** BEGIN PASSAGE SHOWN **

# Trip to florida



## Ariel (Jun 16, 2010)

So, I'm in north florida right now (around pensacola) and I was wondering if there were any good places for finding inverts down here. I've looked around the condo I'm staying at with my grandma and didn't find anymore than a bunch of flies, an elusive green cricket, and some jumpers. So I guess, what kind of cool stuff might I find around here? and maybe ya'll can give me some tips for lookin'.  I'm hoping to find some millipedes especially to ship back home before I leave. I'm only here for a week.


----------



## zonbonzovi (Jun 17, 2010)

If you can get out of Pensacola and out into some of the land/water management areas (or even Apalachicola) you should be able to find a whole load of creatures.  Purseweb spiders should be locally abundant in ravines near marshland...which is just about everywhere up there.


----------



## stevetastic (Jun 17, 2010)

I lived in P'cola for 2.5 years.  Best place i found round there was Tarkiln Bayou Preserve State Park.  lots of big stick bugs, some really cool roaches, assassin bugs, HUGE grasshoppers, mantids, many different orb web spiders and i am sure there are bark scorpions there but i never found any there.  There are also a whole bunch of small lizards that dart all over the place at blinding speed.  It was one of my favorite places down there.


----------



## hassman789 (Jun 17, 2010)

when i was in florida a couple months ago everynight ther were these big frogs on the walls of like EVERYTHING!  they were white. i looked it up and it looked like a cuban tree frog. you might be able to find some of those. but i warn you... THEY PEE! and they jup really high and far (alot of times on you!) when u try to catch them. heres a pic of the one i found http://www.flickr.com/photos/48944632@N02/4710421614/ 

edit: sorry i forgot your lookin for inverts. these are pretty interesting too though


----------



## Terry D (Jun 17, 2010)

Ariel, I'm ROFLMFAO on the cuban tree-frogs, This reminds me of something a Haitian guy told me that I worked at a nursery with in Broward Co many years ago. Regarding cuban tree-frog: "  Mon, Eef hee peee in yoor eye, yoo cannot see" 

Hope you find some cool bugs. It's probably way hot to road cruise now for herps but you might be surprised after a good rainfall just before dark. Check parking lots and walls of very well-lit gas stations at edge of town near forested areas/edge just after dark then a few hrs later- early the next morning can be fantastic as well. 

Good luck,

Terry

Cheers,

Terry


----------



## hassman789 (Jun 17, 2010)

Terry D said:


> Ariel, I'm ROFLMFAO on the cuban tree-frogs, This reminds me of something a Haitian guy told me that I worked at a nursery with in Broward Co many years ago. Regarding cuban tree-frog: "  Mon, Eef hee peee in yoor eye, yoo cannot see"
> 
> Hope you find some cool bugs. It's probably way hot to road cruise now for herps but you might be surprised after a good rainfall just before dark. Check parking lots and walls of very well-lit gas stations at edge of town near forested areas/edge just after dark then a few hrs later- early the next morning can be fantastic as well.
> 
> ...


ya well that guy probably wasnt lying!!!! i touched it and it shot out. like an avic with poop!


----------



## Ariel (Jun 17, 2010)

** END PASSAGE SHOWN **
** BEGIN DATA ROWS **

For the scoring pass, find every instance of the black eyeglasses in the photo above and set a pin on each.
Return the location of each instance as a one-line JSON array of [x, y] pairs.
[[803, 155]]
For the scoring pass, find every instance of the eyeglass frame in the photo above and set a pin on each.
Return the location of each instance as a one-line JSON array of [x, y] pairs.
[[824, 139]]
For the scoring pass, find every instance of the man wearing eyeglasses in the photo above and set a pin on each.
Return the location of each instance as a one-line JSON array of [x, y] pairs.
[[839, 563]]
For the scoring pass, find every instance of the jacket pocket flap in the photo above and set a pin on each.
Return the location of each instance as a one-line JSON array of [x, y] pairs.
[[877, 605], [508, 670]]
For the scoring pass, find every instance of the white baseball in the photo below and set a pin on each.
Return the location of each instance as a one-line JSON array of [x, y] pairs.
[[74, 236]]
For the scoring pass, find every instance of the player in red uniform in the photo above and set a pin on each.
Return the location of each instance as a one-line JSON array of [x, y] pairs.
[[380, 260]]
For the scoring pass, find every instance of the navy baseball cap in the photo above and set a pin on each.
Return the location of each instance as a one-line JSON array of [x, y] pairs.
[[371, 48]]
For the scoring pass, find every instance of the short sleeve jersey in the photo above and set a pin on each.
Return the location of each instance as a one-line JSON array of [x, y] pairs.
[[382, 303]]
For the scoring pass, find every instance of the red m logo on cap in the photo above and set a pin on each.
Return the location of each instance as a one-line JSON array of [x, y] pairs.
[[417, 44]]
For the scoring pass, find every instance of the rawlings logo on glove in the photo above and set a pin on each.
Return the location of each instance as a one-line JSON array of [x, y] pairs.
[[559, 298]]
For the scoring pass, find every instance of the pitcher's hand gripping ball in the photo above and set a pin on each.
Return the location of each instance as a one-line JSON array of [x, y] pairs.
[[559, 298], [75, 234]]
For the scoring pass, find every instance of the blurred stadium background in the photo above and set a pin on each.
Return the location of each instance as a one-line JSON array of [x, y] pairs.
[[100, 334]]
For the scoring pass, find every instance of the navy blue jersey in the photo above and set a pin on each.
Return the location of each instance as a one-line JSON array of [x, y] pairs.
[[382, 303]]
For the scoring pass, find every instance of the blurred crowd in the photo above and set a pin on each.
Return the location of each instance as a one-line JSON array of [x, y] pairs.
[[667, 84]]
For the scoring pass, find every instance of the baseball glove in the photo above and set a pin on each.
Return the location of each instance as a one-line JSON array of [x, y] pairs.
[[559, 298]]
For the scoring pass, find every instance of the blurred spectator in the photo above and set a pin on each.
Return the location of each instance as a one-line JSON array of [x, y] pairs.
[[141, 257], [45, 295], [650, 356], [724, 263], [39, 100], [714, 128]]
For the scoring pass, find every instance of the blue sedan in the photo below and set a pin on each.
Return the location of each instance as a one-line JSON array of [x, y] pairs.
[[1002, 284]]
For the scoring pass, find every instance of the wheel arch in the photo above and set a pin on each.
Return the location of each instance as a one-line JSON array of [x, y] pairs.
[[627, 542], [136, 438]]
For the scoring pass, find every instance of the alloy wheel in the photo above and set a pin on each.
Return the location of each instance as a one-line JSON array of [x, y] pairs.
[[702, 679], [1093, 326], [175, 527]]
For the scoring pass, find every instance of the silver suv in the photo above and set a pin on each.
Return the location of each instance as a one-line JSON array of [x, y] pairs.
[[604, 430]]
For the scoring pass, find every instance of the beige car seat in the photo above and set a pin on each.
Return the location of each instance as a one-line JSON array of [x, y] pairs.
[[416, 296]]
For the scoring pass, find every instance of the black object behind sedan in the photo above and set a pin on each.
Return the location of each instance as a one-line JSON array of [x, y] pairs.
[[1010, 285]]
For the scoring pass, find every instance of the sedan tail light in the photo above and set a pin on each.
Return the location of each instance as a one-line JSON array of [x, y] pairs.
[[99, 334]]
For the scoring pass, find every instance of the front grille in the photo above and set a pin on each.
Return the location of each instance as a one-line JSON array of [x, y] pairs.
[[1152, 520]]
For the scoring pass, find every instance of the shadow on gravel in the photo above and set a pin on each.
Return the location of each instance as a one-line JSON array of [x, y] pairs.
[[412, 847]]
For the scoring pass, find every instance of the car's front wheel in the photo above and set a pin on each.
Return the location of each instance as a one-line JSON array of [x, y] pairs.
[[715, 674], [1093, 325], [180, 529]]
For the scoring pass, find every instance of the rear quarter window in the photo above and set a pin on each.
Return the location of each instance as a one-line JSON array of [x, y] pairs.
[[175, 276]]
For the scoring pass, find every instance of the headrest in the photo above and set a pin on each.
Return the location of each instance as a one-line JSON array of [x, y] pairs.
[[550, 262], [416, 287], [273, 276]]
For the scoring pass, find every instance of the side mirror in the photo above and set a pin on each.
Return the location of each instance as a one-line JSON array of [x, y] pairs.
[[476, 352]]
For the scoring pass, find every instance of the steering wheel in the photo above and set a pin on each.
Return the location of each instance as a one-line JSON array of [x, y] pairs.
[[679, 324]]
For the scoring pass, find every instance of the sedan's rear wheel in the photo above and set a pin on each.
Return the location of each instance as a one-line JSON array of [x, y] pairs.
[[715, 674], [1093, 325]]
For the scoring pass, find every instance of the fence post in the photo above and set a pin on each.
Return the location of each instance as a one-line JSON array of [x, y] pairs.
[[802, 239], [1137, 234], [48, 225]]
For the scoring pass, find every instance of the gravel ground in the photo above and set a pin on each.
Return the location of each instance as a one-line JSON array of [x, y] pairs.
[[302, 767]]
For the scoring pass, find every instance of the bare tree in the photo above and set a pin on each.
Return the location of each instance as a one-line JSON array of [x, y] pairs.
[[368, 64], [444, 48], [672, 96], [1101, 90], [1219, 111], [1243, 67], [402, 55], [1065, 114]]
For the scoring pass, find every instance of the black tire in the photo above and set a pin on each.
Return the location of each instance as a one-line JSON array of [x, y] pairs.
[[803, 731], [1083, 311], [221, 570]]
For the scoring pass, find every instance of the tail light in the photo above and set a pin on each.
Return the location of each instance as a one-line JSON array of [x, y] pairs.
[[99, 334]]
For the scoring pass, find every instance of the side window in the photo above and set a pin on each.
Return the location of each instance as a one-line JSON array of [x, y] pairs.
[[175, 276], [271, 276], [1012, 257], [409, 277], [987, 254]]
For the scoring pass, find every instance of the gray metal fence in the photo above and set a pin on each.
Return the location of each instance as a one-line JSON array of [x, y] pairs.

** END DATA ROWS **

_PROBLEM DESCRIPTION_
Turn the paragraph in the Florida trip thread that begins "I lived in P'cola for 2.5 years" into a short list that keeps its main facts. The records have nothing to do with the Florida trip thread.

_RESULT_
- Lived in Pensacola for 2.5 years
- Best spot found nearby: Tarkiln Bayou Preserve State Park, a favorite place
- Creatures there: big stick bugs, cool roaches, assassin bugs, huge grasshoppers, mantids, many kinds of orb web spiders
- Bark scorpions likely there, though none were found
- Lots of small, very fast lizards